THINGS TO DO:
A. Transcribe the Yahoo earnings article, starting with "SAN FRANCISCO —" and going on through "Microsoft's takeover bid.".
B. Please pick up the article on Yahoo's first-quarter results where it stops and keep writing it.

=== DOCUMENT ===

Yahoo delivered first-quarter results that surpassed analysts' modest expectations, but the performance might not be enough to fortify the...

The Associated Press; The Associated Press

SAN FRANCISCO — Yahoo delivered first-quarter results that surpassed analysts' modest expectations, but the performance might not be enough to fortify the Internet pioneer's defense against Microsoft's takeover bid.

The Sunnyvale, Calif.-based company said today that it earned $542.2 million, or 37 cents a share, more than tripling from its profit of $142.4 million, or 10 cents a share, at the same time last year.

Most of the first-quarter improvement stemmed from a one-time gain of $401 million generated by Yahoo's stake in the parent company of Alibaba.com, a leading e-commerce site in China.

If not for the Alibaba windfall, Yahoo would have earned 11 cents a share — comparable to its profit at the same time last year, on an apples-to-apples basis.

=== DATA PROVIDED ===

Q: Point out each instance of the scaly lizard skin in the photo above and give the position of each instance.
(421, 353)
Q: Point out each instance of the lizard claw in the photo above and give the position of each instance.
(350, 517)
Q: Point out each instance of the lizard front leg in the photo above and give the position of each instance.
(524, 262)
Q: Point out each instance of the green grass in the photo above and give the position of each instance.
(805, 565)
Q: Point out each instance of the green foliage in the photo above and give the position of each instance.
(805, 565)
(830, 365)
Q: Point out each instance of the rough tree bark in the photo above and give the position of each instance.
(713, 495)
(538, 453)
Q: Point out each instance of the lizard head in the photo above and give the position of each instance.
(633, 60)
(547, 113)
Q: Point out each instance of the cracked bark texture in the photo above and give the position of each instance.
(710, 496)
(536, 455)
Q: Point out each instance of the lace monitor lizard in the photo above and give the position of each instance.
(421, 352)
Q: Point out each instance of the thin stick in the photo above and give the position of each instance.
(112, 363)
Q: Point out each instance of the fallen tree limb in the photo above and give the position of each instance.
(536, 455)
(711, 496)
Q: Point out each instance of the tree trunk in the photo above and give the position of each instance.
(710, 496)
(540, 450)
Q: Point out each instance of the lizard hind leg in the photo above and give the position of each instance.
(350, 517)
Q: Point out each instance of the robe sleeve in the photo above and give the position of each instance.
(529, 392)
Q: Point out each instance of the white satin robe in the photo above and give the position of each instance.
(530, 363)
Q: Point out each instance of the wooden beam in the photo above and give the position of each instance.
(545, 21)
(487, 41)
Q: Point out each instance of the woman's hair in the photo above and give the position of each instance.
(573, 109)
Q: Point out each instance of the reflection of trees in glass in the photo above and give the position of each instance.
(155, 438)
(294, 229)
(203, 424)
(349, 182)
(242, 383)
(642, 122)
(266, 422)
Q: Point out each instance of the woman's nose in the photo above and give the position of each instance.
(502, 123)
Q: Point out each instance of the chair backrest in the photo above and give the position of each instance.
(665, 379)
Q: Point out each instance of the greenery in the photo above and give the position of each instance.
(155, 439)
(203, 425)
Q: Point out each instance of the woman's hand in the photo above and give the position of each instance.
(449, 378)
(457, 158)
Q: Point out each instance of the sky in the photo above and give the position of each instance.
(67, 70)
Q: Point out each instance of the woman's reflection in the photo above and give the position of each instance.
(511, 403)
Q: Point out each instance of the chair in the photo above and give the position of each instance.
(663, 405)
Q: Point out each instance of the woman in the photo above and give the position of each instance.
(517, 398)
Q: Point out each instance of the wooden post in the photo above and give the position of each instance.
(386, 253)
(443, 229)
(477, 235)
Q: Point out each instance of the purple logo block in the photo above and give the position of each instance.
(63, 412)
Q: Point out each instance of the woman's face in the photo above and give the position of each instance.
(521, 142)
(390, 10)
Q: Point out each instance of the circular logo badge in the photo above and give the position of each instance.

===

RESULTS FOR EACH TASK:
A.
SAN FRANCISCO — Yahoo delivered first-quarter results that surpassed analysts' modest expectations, but the performance might not be enough to fortify the Internet pioneer's defense against Microsoft's takeover bid.

B.
The results were 2 cents above the average estimate among analysts surveyed by Thomson Financial.

Revenue climbed 9 percent to $1.82 billion.

After subtracting commissions paid to Yahoo's advertising partners, the revenue totaled $1.35 billion — just $30 million ahead of analysts' average projection.

Perhaps even more importantly, Yahoo didn't raise its revenue outlook for the remainder of the year.

That could be good news for Microsoft, which has been betting that its takeover bid would become irresistible if Yahoo can't substantially accelerate its growth amid the decaying U.S. economy.

Microsoft has threatened to oust Yahoo's board if the 10 directors don't accept the current offer Saturday, but that risky maneuver — known as a proxy contest — could extend the current impasse into July.

The cash-and-stock bid, valued at $44.6 billion when it was first made nearly three months ago, is now worth about $43 billion, or $29.88 a share.

Without specifying a precise price, Yahoo has maintained it's worth more to Microsoft even though its stock price had fallen below $20 at the time of the bid.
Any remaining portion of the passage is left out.